BEGIN Page extract
This package was developed primarily as a **basic** reverse geocoder for use within
web frameworks (APIs) that have an existing PostGIS connection to utilise.

- The reverse geocoding package in Python [here](https://github.com/thampiman/reverse-geocoder)
  is probably the original and canonincal implementation using K-D tree.
  - However, it's a bit outdated now, with numerous unattended pull
    requests and uses an unfavourable multiprocessing-based approach.
- The package [here](https://github.com/richardpenman/reverse_geocode) is an excellent
  revamp of the package above, an likely the best choice in many scenarios.

The K-D tree implementation in Python is performant (see [benchmarks](#benchmarks))
and an excellent choice for scripts.

However, it does leave a large memory footprint of approximately 160Mb to load the
K-D tree in memory (see [benchmarks](#benchmarks)).

Once computed, the K-D tree remains in memory! This is an unacceptable compromise
for a web server, for such a small amount of functionality, particularly if the
web server is run via a container orchestrator as replicas with minimal memory.

As we already have a Postgres database running alongside our webserver, an approach
to simply query via pre-loaded data via PostGIS is much more memory efficient (~2Mb)
END Page extract
**What to work on**
A - List every shortcoming that the package description attributes to the original reverse geocoding package in Python.
B - Does the package description support each statement below? For each, answer yes or no and quote the deciding words.
(i) Loading the K-D tree takes roughly 160Mb of memory.
(ii) The package was built mainly for use in standalone scripts.
(iii) After it is computed, the K-D tree is released from memory.
BEGIN Extracted material
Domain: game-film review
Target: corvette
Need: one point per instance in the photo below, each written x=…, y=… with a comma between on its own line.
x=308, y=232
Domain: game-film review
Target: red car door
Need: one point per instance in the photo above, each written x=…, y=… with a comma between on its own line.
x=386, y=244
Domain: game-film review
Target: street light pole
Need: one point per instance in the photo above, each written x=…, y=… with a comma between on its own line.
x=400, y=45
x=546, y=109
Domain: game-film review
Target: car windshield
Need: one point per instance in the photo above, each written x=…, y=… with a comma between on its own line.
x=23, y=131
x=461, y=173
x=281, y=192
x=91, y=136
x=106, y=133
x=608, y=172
END Extracted material
**Results of the exercise**
A -
- It is a bit outdated now.
- It has numerous unattended pull requests.
- It uses an unfavourable multiprocessing-based approach.

B -
(i) Yes: "a large memory footprint of approximately 160Mb to load the K-D tree in memory"
(ii) No: "for use within web frameworks (APIs) that have an existing PostGIS connection to utilise"
(iii) No: "Once computed, the K-D tree remains in memory!"